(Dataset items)
[Begin]

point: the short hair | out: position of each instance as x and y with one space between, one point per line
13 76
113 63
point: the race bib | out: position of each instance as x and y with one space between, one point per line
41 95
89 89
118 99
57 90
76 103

[End]

Task objective -> Copy every line of the listing above without changing a single character.

Exercise solution ->
point: the short hair | out: position of each instance as x and y with one space between, one point per line
13 76
113 63
point: the race bib | out: position of each instance as x and y with one space between, one point per line
41 95
89 89
118 99
57 90
76 103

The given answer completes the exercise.